= TEXT PASSAGE =
=-=-=
[PATCH v3] drm/panthor: Fix UAF race between device unplug and FW event processing

Ketil Johnsen posted 1 patch 3 months, 1 week ago
drivers/gpu/drm/panthor/panthor_sched.c | 1 +
1 file changed, 1 insertion(+)
[PATCH v3] drm/panthor: Fix UAF race between device unplug and FW event processing
Posted by Ketil Johnsen 3 months, 1 week ago
The function panthor_fw_unplug() will free the FW memory sections.
The problem is that there could still be pending FW events which are yet
not handled at this point. process_fw_events_work() can in this case try
to access said freed memory.

Simply call disable_work_sync() to both drain and prevent future
invocation of process_fw_events_work().

Signed-off-by: Ketil Johnsen <ketil.johnsen@arm.com>
Fixes: de85488138247 ("drm/panthor: Add the scheduler logical block")
---
v2:
- Followed Boris's advice and handle the race purely within the
  scheduler block (by adding a destroyed state)

v3:
- New approach, one single call to disable_work_sync()
---
 drivers/gpu/drm/panthor/panthor_sched.c | 1 +
 1 file changed, 1 insertion(+)

diff --git a/drivers/gpu/drm/panthor/panthor_sched.c b/drivers/gpu/drm/panthor/panthor_sched.c
index 0cc9055f4ee52..b7595beaa0205 100644
--- a/drivers/gpu/drm/panthor/panthor_sched.c
+++ b/drivers/gpu/drm/panthor/panthor_sched.c
@@ -3880,6 +3880,7 @@ void panthor_sched_unplug(struct panthor_device *ptdev)
=-=-=
= EXTRACTED DATA =

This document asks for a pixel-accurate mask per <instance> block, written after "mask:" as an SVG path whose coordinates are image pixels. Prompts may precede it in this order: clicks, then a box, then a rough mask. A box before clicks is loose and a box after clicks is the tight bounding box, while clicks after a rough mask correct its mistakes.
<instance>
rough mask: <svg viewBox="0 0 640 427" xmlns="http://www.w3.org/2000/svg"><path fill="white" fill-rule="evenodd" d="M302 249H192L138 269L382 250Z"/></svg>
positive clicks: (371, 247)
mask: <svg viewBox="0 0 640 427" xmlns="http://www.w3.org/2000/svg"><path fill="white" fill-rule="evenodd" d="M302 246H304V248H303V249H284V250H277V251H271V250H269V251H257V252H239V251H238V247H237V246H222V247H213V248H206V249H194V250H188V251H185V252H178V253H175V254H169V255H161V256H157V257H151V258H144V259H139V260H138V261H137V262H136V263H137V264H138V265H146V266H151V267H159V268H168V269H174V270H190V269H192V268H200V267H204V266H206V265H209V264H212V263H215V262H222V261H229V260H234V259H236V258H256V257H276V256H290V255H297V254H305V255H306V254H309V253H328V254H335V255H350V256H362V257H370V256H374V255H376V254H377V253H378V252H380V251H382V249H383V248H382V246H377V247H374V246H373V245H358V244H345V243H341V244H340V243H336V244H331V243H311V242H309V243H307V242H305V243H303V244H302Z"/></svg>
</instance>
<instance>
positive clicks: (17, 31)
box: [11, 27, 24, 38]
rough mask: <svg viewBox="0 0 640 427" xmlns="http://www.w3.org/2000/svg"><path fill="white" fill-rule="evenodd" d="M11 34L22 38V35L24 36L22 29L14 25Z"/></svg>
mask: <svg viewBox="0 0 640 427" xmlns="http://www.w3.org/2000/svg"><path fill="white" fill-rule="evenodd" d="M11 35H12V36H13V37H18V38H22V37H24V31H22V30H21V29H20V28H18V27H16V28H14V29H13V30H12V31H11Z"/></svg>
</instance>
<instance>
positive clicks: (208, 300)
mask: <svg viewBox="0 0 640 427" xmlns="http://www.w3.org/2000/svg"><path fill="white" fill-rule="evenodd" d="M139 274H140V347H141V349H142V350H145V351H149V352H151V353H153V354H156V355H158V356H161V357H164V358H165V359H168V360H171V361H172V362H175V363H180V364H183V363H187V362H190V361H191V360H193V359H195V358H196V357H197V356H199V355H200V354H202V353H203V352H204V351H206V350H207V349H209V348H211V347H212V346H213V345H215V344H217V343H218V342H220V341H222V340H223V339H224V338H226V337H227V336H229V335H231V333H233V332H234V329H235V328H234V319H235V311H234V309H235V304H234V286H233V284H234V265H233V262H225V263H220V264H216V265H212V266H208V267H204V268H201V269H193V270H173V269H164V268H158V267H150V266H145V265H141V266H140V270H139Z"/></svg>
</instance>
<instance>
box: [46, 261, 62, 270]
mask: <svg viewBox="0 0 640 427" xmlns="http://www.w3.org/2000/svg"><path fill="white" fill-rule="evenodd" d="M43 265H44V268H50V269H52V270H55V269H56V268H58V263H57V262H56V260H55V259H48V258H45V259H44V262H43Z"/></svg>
=-=-=
= PROBLEMS TO SOLVE =
1. According to the panthor patch, which function frees the FW memory sections?
2. Pick up the panthor patch after its last line and continue it.
The rows have no connection to the panthor patch.

= ANSWERS FOR THE EXERCISE =
1. The function panthor_fw_unplug() frees the FW memory sections.

2.
 	struct panthor_scheduler *sched = ptdev->scheduler;
 
 	cancel_delayed_work_sync(&sched->tick_work);
+	disable_work_sync(&sched->fw_events_work);
 
 	mutex_lock(&sched->lock);
 	if (sched->pm.has_ref) {
-- 
2.47.2
Re: [PATCH v3] drm/panthor: Fix UAF race between device unplug and FW event processing
Posted by Liviu Dudau 3 months ago
On Mon, Oct 27, 2025 at 03:02:15PM +0100, Ketil Johnsen wrote:
> The function panthor_fw_unplug() will free the FW memory sections.
> The problem is that there could still be pending FW events which are yet
> not handled at this point. process_fw_events_work() can in this case try
> to access said freed memory.
> 
> Simply call disable_work_sync() to both drain and prevent future
> invocation of process_fw_events_work().
> 
> Signed-off-by: Ketil Johnsen <ketil.johnsen@arm.com>
> Fixes: de85488138247 ("drm/panthor: Add the scheduler logical block")

Pushed to drm-misc-next.

Best regards,
Liviu

> ---
> v2:
> - Followed Boris's advice and handle the race purely within the
>   scheduler block (by adding a destroyed state)
> 
> v3:
> - New approach, one single call to disable_work_sync()
> ---
>  drivers/gpu/drm/panthor/panthor_sched.c | 1 +
>  1 file changed, 1 insertion(+)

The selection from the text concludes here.